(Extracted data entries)
Start of Block
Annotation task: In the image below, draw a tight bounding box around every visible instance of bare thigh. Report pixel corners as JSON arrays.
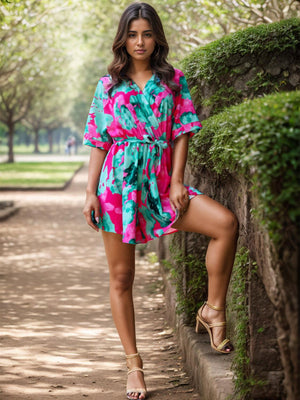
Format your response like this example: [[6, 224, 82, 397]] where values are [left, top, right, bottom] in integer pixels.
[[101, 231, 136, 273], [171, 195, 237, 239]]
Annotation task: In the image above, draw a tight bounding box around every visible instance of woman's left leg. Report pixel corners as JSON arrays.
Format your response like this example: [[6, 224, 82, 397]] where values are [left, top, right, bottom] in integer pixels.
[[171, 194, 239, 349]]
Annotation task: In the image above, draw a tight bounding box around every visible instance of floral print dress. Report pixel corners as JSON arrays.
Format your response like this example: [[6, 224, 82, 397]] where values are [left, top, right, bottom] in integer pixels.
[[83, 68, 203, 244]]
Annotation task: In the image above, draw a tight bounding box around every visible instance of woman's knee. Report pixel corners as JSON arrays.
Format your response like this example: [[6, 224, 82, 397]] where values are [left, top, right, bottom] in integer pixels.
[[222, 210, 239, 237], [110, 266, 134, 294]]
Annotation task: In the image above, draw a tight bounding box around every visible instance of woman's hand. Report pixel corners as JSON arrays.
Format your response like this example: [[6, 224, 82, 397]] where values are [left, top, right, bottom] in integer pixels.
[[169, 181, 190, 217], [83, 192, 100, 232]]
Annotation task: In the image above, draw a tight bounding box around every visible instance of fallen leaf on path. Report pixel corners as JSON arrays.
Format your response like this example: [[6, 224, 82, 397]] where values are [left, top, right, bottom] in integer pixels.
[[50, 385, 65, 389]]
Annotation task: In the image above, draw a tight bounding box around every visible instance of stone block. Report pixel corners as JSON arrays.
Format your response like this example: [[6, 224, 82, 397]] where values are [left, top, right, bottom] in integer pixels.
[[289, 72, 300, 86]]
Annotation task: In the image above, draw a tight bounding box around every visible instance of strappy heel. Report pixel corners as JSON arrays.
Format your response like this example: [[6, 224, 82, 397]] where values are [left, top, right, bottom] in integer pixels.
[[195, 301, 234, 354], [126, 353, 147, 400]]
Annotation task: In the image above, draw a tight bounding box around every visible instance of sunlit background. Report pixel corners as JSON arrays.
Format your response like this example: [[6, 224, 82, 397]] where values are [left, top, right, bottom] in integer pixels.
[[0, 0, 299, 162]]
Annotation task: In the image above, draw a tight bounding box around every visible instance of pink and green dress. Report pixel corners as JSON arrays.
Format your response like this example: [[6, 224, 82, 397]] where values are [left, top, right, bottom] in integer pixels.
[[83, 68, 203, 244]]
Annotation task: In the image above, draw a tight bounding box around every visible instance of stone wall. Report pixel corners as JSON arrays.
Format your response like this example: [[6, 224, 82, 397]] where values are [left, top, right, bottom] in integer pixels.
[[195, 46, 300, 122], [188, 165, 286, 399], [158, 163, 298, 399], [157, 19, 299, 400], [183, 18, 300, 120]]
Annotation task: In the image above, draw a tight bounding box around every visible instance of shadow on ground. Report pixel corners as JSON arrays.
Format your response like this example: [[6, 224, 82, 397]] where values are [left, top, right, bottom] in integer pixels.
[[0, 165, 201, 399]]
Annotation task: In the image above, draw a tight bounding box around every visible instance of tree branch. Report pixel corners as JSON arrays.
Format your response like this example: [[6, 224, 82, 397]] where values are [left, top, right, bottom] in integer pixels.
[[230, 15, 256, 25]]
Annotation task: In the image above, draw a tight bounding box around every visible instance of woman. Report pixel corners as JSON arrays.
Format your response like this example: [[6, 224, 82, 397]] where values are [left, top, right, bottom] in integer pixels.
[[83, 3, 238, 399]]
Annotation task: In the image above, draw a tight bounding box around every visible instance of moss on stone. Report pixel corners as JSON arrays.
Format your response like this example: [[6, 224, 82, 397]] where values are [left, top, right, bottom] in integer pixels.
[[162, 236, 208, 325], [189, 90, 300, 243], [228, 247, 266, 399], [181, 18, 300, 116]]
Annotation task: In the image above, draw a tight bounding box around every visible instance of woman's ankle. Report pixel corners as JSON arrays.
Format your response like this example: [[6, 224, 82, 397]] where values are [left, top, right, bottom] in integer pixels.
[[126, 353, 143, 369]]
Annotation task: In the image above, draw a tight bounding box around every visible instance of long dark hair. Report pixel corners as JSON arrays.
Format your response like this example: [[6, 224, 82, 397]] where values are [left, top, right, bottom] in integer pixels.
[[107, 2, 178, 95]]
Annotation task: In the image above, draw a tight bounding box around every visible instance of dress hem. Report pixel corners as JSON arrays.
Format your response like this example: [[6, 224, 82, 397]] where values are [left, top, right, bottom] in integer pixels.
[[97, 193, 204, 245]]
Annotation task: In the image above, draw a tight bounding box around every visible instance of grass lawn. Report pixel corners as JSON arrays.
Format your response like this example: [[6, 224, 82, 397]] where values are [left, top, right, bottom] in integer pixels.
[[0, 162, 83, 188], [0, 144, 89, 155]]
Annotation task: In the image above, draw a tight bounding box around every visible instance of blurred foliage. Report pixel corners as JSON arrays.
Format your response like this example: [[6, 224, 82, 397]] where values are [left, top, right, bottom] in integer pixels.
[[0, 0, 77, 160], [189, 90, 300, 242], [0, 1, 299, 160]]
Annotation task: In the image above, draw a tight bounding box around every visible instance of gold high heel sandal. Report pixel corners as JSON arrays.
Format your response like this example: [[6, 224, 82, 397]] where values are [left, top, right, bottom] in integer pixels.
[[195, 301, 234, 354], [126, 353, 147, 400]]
End of Block
Start of Block
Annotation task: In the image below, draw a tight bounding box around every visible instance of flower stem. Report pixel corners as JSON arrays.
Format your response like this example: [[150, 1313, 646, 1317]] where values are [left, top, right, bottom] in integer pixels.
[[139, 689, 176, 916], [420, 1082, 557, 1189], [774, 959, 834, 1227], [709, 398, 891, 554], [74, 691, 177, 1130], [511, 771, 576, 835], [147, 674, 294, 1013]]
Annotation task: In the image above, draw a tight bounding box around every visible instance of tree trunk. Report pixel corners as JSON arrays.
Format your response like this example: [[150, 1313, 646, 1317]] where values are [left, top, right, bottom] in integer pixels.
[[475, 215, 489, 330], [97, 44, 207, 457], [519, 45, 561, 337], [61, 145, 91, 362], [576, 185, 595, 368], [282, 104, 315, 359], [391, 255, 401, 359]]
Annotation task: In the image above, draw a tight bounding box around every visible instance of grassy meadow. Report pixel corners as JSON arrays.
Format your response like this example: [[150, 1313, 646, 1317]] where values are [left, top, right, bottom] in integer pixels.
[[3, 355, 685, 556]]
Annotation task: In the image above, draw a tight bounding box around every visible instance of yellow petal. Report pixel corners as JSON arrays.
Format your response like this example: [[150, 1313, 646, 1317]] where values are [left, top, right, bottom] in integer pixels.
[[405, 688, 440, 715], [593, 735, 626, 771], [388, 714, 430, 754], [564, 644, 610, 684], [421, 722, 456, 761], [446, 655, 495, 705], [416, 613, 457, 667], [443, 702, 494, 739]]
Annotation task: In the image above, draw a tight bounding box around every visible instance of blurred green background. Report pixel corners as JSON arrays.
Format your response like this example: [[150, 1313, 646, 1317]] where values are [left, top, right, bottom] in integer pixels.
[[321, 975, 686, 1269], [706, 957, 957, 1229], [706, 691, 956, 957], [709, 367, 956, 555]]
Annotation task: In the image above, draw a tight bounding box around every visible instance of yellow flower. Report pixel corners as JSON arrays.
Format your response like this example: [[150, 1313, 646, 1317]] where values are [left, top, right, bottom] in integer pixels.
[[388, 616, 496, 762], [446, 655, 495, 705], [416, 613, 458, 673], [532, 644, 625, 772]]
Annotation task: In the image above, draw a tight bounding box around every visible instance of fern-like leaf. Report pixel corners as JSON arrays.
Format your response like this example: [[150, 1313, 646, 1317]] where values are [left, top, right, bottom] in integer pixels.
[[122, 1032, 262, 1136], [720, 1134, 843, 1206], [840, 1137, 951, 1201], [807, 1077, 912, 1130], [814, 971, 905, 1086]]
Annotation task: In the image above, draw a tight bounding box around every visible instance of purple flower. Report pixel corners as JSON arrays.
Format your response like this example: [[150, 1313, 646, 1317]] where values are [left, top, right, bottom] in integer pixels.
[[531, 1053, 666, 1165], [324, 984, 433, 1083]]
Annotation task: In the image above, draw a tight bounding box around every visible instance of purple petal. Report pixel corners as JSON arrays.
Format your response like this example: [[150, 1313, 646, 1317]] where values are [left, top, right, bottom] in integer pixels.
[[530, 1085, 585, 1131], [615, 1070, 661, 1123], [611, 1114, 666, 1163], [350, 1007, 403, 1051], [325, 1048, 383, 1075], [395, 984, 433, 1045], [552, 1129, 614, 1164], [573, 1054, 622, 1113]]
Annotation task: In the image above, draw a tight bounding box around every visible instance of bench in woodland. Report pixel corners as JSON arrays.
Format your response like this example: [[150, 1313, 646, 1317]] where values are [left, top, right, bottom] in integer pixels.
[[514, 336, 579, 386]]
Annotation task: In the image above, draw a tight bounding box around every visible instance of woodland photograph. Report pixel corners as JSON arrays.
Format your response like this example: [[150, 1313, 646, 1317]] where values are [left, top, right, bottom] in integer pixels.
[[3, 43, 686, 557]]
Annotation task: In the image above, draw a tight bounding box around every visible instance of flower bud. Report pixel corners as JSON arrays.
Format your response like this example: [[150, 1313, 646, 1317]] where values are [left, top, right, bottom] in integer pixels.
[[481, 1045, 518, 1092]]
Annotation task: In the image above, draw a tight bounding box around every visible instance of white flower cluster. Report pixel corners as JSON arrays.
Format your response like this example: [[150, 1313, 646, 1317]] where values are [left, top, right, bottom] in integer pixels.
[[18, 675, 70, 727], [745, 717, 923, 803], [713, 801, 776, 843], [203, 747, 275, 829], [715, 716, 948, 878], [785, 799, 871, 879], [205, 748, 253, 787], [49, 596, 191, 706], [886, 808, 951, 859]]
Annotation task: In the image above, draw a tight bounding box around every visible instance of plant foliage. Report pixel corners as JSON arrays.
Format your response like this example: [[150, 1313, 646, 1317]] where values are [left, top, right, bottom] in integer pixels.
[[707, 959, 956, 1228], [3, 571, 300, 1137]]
End of Block
Start of Block
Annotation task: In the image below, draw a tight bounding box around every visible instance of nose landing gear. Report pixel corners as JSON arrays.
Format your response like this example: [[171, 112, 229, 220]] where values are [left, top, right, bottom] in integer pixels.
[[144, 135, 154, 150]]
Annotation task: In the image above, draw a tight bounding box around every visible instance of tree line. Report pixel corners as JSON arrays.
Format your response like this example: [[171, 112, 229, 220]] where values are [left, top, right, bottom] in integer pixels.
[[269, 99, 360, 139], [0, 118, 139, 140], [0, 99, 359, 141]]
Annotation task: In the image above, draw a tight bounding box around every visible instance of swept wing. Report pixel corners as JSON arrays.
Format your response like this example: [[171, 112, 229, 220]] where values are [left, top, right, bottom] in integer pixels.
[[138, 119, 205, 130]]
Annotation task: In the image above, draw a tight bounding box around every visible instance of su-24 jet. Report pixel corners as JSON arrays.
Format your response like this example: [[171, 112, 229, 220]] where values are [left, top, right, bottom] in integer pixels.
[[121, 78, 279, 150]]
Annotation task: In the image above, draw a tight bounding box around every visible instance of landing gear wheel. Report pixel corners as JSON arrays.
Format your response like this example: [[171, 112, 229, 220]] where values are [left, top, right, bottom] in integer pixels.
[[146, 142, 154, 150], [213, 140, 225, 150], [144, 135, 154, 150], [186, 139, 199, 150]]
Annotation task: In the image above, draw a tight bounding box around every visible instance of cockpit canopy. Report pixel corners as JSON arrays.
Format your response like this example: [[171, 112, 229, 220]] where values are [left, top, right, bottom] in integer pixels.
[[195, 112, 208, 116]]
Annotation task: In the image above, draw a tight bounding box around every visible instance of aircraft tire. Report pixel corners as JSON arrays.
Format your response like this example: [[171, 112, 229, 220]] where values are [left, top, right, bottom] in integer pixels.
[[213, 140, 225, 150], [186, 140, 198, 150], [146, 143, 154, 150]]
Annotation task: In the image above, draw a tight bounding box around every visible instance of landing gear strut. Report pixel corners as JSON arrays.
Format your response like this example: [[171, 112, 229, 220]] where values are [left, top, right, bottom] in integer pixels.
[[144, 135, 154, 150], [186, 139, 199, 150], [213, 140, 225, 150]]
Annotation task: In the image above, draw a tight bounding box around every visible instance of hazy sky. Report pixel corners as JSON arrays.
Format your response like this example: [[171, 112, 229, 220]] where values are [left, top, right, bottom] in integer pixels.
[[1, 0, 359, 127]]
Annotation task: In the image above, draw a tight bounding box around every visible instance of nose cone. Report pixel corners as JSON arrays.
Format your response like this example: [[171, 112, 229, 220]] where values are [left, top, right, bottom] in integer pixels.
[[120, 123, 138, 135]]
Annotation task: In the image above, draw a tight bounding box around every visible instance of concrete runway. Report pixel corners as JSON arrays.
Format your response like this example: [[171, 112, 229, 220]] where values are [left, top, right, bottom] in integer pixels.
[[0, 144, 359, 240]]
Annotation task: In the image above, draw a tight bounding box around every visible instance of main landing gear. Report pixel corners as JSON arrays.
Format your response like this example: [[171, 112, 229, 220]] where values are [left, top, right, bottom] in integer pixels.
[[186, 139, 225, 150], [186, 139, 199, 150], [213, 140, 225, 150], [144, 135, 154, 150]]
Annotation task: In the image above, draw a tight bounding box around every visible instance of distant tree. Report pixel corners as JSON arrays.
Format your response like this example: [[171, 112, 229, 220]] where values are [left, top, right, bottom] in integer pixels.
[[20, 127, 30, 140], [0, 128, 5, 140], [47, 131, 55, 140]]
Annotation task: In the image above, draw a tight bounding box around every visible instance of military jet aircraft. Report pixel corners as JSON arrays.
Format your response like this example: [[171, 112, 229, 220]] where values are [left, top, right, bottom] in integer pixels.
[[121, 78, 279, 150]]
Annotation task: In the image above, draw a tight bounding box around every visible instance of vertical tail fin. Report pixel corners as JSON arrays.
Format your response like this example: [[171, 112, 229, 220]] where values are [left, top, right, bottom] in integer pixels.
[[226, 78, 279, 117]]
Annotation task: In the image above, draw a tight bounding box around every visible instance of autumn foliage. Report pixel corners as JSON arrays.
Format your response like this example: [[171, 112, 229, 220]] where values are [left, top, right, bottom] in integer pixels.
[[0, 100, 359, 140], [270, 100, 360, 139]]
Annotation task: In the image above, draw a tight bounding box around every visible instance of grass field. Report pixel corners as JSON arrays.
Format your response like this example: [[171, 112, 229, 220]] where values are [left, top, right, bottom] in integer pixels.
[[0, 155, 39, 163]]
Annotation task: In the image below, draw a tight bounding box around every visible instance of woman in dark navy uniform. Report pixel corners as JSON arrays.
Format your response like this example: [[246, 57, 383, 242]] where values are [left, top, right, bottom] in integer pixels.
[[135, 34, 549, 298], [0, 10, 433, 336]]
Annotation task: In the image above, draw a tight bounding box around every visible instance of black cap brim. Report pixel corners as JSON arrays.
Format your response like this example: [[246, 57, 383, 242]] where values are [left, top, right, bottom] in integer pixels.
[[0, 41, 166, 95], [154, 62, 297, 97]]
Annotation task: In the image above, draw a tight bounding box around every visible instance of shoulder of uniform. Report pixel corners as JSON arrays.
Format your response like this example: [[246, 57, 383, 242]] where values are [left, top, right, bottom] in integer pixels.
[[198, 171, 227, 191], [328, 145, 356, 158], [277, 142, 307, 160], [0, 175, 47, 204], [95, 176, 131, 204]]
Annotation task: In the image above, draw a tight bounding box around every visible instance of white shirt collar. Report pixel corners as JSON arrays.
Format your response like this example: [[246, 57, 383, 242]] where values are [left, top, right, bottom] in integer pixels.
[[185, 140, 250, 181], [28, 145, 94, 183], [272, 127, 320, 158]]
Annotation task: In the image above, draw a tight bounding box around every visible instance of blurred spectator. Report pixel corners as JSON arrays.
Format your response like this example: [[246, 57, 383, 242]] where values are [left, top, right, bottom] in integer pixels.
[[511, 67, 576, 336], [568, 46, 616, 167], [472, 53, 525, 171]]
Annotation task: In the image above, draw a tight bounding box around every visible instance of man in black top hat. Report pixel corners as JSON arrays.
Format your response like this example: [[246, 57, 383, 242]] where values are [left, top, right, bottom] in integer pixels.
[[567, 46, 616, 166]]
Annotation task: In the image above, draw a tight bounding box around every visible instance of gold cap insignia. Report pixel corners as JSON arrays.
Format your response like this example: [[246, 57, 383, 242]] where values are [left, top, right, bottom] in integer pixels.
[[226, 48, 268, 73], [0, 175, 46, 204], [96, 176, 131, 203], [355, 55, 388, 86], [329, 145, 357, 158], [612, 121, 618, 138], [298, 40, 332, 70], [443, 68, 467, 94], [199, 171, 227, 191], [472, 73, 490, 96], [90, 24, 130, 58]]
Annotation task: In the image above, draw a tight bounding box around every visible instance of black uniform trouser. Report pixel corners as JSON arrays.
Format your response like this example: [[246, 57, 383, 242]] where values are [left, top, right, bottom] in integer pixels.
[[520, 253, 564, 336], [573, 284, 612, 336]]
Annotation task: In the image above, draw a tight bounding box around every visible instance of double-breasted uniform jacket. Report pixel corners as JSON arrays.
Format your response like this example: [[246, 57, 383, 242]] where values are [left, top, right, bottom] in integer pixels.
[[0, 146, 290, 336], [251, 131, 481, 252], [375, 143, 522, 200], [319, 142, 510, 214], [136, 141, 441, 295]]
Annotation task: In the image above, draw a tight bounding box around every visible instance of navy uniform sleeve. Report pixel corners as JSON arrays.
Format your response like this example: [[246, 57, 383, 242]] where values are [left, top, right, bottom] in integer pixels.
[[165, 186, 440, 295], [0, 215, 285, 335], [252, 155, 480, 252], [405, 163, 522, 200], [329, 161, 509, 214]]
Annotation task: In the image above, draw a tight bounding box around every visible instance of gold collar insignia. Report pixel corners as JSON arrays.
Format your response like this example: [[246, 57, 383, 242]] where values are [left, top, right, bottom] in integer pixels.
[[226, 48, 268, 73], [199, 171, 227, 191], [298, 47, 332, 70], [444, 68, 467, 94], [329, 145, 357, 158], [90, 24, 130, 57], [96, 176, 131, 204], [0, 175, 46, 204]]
End of Block
◆ **What to work on**
Transcribe each line of the data above, unaltered, from the one where "strut. Report pixel corners as JSON arrays." appears to the one where "sky. Report pixel corners as JSON arrays." appears, inclusive of both.

◆ **Written solution**
Annotation task: In the image above, draw a tight bounding box around every visible instance of landing gear strut. Report pixel corners as JSON arrays.
Format your response like this example: [[171, 112, 229, 220]] where values are [left, top, right, bottom] in integer pixels.
[[144, 135, 154, 150], [186, 139, 199, 150], [213, 140, 225, 150]]
Annotation task: In the image above, draw a tight bounding box around every visible instance of hazy sky. Report pixel corners as JSON arrays.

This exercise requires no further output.